Re: [PATCH 1/2] block: avoid to hold q->limits_lock across APIs for atomic update queue limits

Nilay Shroff <nilay@xxxxxxxxxxxxx> · Thu, 19 Dec 2024 12:46:29 +0530

On 12/19/24 11:50, Christoph Hellwig wrote:
> On Wed, Dec 18, 2024 at 06:57:45AM -0800, Damien Le Moal wrote:
>>> Yeah agreed but I see sd_revalidate_disk() is probably the only exception 
>>> which allocates the blk-mq request. Can't we fix it? 
>>
>> If we change where limits_lock is taken now, we will again introduce races
>> between user config and discovery/revalidation, which is what
>> queue_limits_start_update() and queue_limits_commit_update() intended to fix in
>> the first place.
>>
>> So changing sd_revalidate_disk() is not the right approach.
> 
> Well, sd_revalidate_disk is a bit special in that it needs a command
> on the same queue to query the information.  So it needs to be able
> to issue commands without the queue frozen.  Freezing the queue inside
> the limits lock support that, sd just can't use the convenience helpers
> that lock and freeze.
> 
>> This is overly complicated ... As I suggested, I think that a simpler approach
>> is to call blk_mq_freeze_queue() and blk_mq_unfreeze_queue() inside
>> queue_limits_commit_update(). Doing so, no driver should need to directly call
>> freeze/unfreeze. But that would be a cleanup. Let's first fix the few instances
>> that have the update/freeze order wrong. As mentioned, the pattern simply needs
> 
> Yes, the queue only needs to be frozen for the actual update,
> which would remove the need for the locking.  The big question for both
> variants is if we can get rid of all the callers that have the queue
> already frozen and then start an update.

• [Set problem]: Continue the patch discussion about holding the queue limits lock during atomic updates, picking up right after its last sentence.

• [Material provided]:
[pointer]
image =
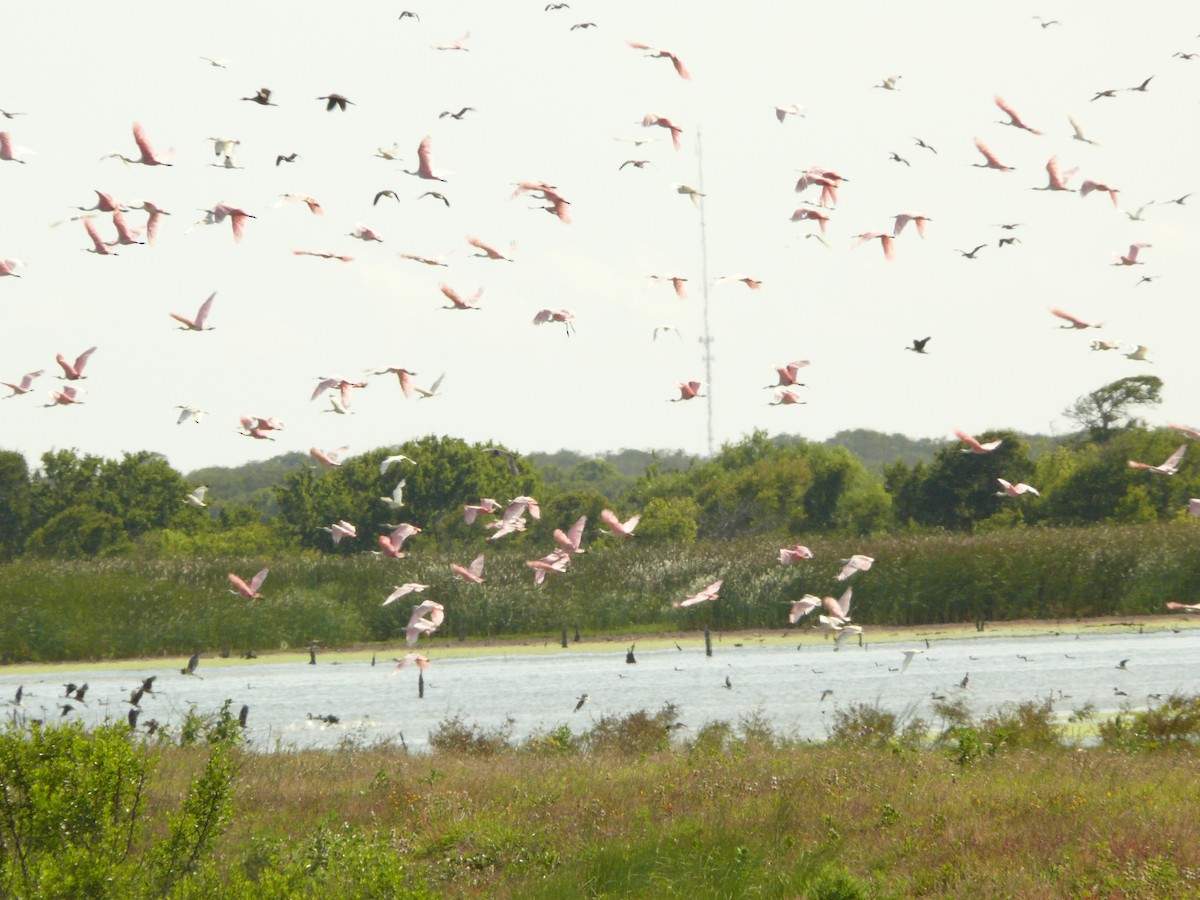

• [Result of this task]:
> 
Yes agreed that in most cases we only needs the queue to be frozen while 
committing the update, however we do have few call sites (in nvme driver)
where I see we freeze queue before actually starting update. And looking 
at those call sites it seems that we probably do require freezing the 
queue. One example from NVMe driver,

nvme_update_ns_info_block()
{
    ...
    ...

    blk_mq_freeze_queue(ns->disk->queue);
    ns->head->lba_shift = id->lbaf[lbaf].ds;
    ns->head->nuse = le64_to_cpu(id->nuse);
    capacity = nvme_lba_to_sect(ns->head, le64_to_cpu(id->nsze));

    lim = queue_limits_start_update(ns->disk->queue);
    ...
    ...
    queue_limits_commit_update();
    ...
    set_capacity_and_notify(ns->disk, capacity);
    ...
    set_disk_ro(ns->disk, nvme_ns_is_readonly(ns, info));
    set_bit(NVME_NS_READY, &ns->flags);
    blk_mq_unfreeze_queue(ns->disk->queue);
    ...
}

So looking at the above example, I earlier proposed  freezing the queue 
in queue_limits_start_update() and then unfreezing the queue in 
queue_limits_commit_update(). In the above code then we could replace 
blk_mq_freeze_queue() with queue_limits_start_update() and 
blk_mq_unfreeze_queue() with queue_limits_commit_update() and get rid 
of the original call sites of start/commit update APIs. Having said 
that, I am open for any other better suggestions and one of the suggestion 
is from Damien about calling blk_mq_freeze_queue() and blk_mq_unfreeze_queue() 
inside queue_limits_commit_update(). But then I wonder how would we fix the 
call sites as shown above with this approach.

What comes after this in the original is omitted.